[Location identification items]
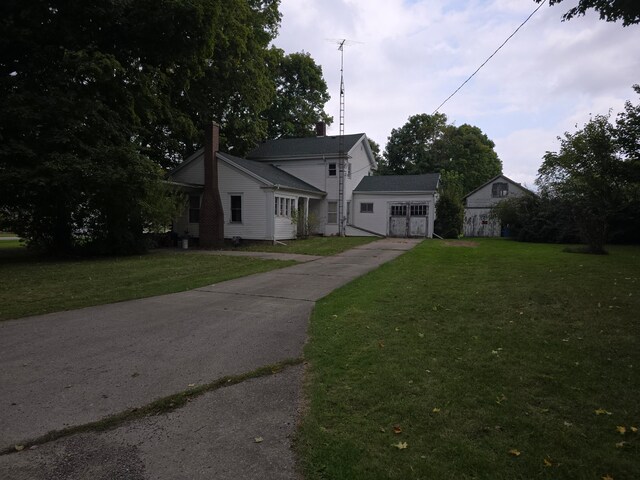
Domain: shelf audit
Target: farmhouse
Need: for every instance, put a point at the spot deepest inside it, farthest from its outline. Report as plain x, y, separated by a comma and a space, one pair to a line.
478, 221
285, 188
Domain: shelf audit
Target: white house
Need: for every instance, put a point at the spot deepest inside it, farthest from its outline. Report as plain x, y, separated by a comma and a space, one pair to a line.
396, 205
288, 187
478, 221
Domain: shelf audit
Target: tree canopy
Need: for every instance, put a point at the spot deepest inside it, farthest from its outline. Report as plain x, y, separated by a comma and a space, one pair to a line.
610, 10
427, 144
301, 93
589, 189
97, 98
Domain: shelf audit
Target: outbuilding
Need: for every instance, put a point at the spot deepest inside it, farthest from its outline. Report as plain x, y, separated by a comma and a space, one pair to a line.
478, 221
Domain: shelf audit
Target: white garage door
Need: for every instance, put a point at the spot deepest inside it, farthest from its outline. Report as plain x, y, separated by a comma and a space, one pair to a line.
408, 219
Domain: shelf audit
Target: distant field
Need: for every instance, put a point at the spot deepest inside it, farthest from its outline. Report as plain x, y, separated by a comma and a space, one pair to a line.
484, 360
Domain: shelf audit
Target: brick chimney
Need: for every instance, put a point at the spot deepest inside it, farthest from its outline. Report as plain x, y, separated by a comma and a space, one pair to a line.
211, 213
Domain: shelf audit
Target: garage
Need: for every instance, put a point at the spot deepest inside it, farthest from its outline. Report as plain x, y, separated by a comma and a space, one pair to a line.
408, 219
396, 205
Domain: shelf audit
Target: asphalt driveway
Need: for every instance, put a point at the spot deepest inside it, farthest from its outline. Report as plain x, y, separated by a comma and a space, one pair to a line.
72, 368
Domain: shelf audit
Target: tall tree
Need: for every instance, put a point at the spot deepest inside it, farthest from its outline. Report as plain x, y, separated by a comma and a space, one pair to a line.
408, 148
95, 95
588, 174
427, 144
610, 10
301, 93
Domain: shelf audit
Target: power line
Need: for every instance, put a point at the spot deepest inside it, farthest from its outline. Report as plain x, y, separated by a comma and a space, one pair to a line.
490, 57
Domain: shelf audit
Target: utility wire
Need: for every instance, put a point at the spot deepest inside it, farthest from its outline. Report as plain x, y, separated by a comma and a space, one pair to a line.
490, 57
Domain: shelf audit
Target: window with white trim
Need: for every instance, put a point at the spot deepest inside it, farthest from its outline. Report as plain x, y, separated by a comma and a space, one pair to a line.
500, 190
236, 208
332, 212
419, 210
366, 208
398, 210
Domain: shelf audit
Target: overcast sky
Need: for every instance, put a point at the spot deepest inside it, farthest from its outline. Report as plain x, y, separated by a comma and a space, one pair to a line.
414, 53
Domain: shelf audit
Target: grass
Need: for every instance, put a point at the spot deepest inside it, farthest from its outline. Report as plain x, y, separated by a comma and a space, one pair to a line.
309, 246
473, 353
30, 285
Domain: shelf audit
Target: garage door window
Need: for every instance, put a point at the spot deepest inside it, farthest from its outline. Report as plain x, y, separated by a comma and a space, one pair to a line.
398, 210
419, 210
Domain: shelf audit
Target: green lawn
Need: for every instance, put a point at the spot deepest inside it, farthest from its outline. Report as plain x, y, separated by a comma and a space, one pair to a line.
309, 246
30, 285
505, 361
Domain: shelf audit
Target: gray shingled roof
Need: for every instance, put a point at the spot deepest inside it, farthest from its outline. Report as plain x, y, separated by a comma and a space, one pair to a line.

Directions for this task: Copy the records above exactly, omitting every picture.

Answer:
Domain: shelf audit
Target: farmhouse
Need: for every instance, put a point at the spot deepest inside it, farthest from its outline. Report as plain x, y, separated by a comma and a space, one pair to a line.
478, 221
285, 188
Domain: shelf audit
Target: white house
Need: for every instance, put a point at the spot deepest inside it, farthest from its outline. Report as plain x, y, separated by a comma and a space, one pair to a line.
396, 205
288, 187
478, 221
Domain: shelf audit
Target: tree canopy
Need: for every instance, put a point at the spot deepest inside it, farthest from its outline. Report as plain x, y, separated by a comma and a space, one pair to a line.
610, 10
427, 144
301, 93
589, 189
97, 98
Domain: shelf audit
Target: outbuilding
Need: for every instance, put a point at the spot deepest inside it, farthest from its outline. Report as plain x, y, separated by a comma and a space, one pair to a line.
478, 221
Domain: shelf audit
Target: white garage door
Need: for every instance, put a point at the spot deepest inside it, farthest from its outline. Report as plain x, y, separated by a comma and a space, one pair to a line.
408, 219
Domain: shelf audit
Target: distant field
Need: for every instance, put a point at the spot deepest inside it, farthest from its outline. Report as plain x, y, separated by a comma and a space, one pair to a line.
484, 360
Domain: shelf audit
Target: brick chimney
Need: for every instance, put a point at the spot deepest inside it, farthest from its outline. Report as plain x, y, separated by a comma and a space, one pair to a line.
211, 213
Domain: shelf audit
Target: garage
Need: for every instance, put a point at the spot deepest inside it, farthest from its outline. Report as plain x, y, separated by a comma and a space, one pair to a line.
408, 219
396, 205
Domain: shelf audit
Target: asphalt driveway
Need: for every instance, put a point at the spot deepest inside it, farthest from its outline. Report as plain x, y, separated by a comma and a space, one pair to a line.
72, 368
Domain: shelf audit
Target: tall tree
Need: for every instance, put a point at the spot deepest inside it, farthest from its outline. Report as plain x, y, separated by a comma and a space, one pair to a line.
408, 148
95, 95
588, 174
427, 144
610, 10
301, 93
Domain: shelf audit
Target: power line
Need: for every instance, put a point at the spot deepest inside it, farthest from its outline. Report as plain x, y, separated by a comma and a space, one pair to a line.
490, 57
Domain: shelf audit
Target: utility wire
Need: for every instance, put a point at the spot deepest inside it, farthest from its outline. Report as plain x, y, separated by a comma and a space, one pair to a line.
490, 57
Domain: shelf audit
Target: window with white trim
Need: for every instance, put a point at the spot deepest inside it, farthest from its outline. Report as plain x, y, separated by a comma and a space, one pair to a line.
500, 190
236, 208
332, 212
419, 210
366, 208
398, 210
Domain: shelf audit
Target: overcast sky
Need: for every instance, put a point at the spot deepest inside it, farthest from its outline. Report as plain x, y, separated by a comma and a space, one pair to a line.
414, 53
Domain: shelf audit
Target: grass
Need: for every instance, put a point at the spot deepest inside it, farthest from its outline. Report as plain x, y, separated by a comma and a space, one pair to a line.
309, 246
473, 353
30, 285
Domain: shelf audit
Target: garage door window
Need: for every instance, put a point at the spot deepest inside it, farthest from its outline. Report as plain x, y, separated by a comma and a space, one pair to a line.
398, 210
419, 210
Domain: shelf audit
Target: green lawn
Need: for every instance, put a point at the spot deepest inside it, farthest from its outline. Report as plain x, y, separated by a comma and a space, one pair to a line.
309, 246
30, 285
505, 361
Domain: shelf audit
Target: gray shingled roof
Need: for every instance, put a point at the spot deepest inside it, farthest from its outline. Report as plain x, y, separated by a comma and a space, one pair to a line.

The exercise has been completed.